● **WHAT TO DO**
Nothing in the data may be altered; copy it all exactly.

(Region pointing data)

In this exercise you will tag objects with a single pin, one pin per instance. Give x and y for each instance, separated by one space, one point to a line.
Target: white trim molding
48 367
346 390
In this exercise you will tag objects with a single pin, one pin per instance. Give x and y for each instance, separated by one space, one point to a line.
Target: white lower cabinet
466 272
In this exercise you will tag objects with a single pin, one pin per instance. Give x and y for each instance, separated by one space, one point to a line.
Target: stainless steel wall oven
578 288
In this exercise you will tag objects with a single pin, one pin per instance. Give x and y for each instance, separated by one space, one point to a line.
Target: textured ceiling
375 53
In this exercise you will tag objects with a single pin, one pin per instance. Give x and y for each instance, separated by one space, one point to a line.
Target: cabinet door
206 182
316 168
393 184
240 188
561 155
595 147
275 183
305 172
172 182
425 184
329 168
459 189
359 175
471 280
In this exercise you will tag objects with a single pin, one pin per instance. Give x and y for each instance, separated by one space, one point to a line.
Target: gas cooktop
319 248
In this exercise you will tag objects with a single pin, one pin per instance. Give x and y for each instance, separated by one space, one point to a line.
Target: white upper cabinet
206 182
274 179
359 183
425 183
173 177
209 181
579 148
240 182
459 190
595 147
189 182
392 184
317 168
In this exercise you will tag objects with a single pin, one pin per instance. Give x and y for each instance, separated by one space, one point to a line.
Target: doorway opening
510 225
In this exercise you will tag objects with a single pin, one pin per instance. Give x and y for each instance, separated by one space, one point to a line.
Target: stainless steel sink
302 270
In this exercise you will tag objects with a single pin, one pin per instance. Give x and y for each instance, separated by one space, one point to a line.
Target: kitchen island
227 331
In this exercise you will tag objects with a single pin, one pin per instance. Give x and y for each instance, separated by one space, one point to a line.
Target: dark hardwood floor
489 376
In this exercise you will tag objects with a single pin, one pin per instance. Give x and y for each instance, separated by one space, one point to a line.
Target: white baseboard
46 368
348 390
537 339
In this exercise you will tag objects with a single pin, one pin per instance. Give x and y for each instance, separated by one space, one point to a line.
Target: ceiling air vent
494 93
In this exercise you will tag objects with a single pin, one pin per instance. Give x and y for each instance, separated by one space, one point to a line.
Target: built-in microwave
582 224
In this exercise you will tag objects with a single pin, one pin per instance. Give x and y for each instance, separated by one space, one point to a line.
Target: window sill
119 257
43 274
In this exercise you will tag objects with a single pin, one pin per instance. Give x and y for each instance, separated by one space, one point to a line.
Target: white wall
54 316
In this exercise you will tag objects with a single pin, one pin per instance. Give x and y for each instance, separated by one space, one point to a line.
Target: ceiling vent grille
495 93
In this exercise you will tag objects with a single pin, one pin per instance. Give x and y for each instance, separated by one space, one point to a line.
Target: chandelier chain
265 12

● **YOUR SOLUTION**
In this exercise you will tag objects with a single pin, one pin per instance. Give x and y for each instance, separated by one space, one point to a line.
Target: white trim molding
48 367
346 390
In this exercise you will tag objects with a single pin, one pin per instance. Give x and y for each instance, separated by one space, one point to a line.
Target: white lower cabinet
466 272
In this exercise you will tag objects with a single pin, one pin per instance. Give x and y for each instance, separated by one space, one point to a line.
Target: stainless steel wall oven
578 288
In this exercise you will tag objects with a single pin, one pin per instance. Give x and y for each instance, separated by one space, one point to a line.
Target: textured ceiling
375 53
In this exercise you will tag objects with a single pin, one pin per instance. Give x and y for each instance, separated by one space, one point to a line.
Target: cabinet door
206 182
316 168
393 184
240 188
561 155
595 147
275 183
305 172
172 182
425 184
329 168
459 189
359 175
471 280
In this exercise you will tag objects with a single pin, one pin per instance. Give x and y for each instance, separated by one space, one point to a line.
Target: gas cooktop
319 248
In this exercise you will tag objects with a single pin, one pin per instance. Give x and y for each instance, separated by one space, one point to a line.
Target: white upper cabinet
206 182
274 179
359 183
425 183
173 177
209 181
579 148
240 182
459 190
595 147
189 182
392 184
317 168
In this exercise you will tag objects with a single pin, one pin per instance. Give x and y for each instance, separated by one space, one point to a line.
Target: doorway opening
510 225
In this exercise you will tag objects with a single pin, one pin per instance. Give x and y for each instance, separated by one space, one point to a line.
Target: stainless steel sink
302 270
In this exercise you will tag objects with a single pin, one pin per instance. Give x and y for each instance, separated by one space, one point to a line.
Target: kitchen island
227 331
In this exercise you will tag objects with a single pin, one pin per instance. Give x and y for each instance, separated by one space, one point to a line.
Target: dark hardwood floor
489 376
In this exercise you will tag objects with a single pin, one pin per instance. Give x and y for each instance, separated by one space, one point to a line.
Target: white baseboard
46 368
348 390
537 339
In this exercise you will tag objects with a single pin, one pin per instance. Give x and y for each instance, separated by one space, one point to a line.
Target: ceiling air vent
494 93
In this exercise you will tag objects with a single pin, one pin per instance. Give x and y for each instance, separated by one space, one point to a line.
Target: built-in microwave
582 224
In this exercise you will tag objects with a single pin, one pin per instance. Give x and y for each instance, separated by one space, one point to a line.
Target: window sill
119 257
43 274
In this exercise you will tag objects with a single pin, one pin per instance. Give x and y for each instance, separated by one space, one point to a line.
Target: white wall
54 316
In this exercise you will tag objects with a single pin, one pin per instance. Give x and y for each instance, separated by one space, one point to a line.
Target: ceiling vent grille
495 93
In this exercise you will tag objects with a single pin, one pin per instance. Give x and y for each instance, separated by one space, one point to a line.
Target: chandelier chain
265 12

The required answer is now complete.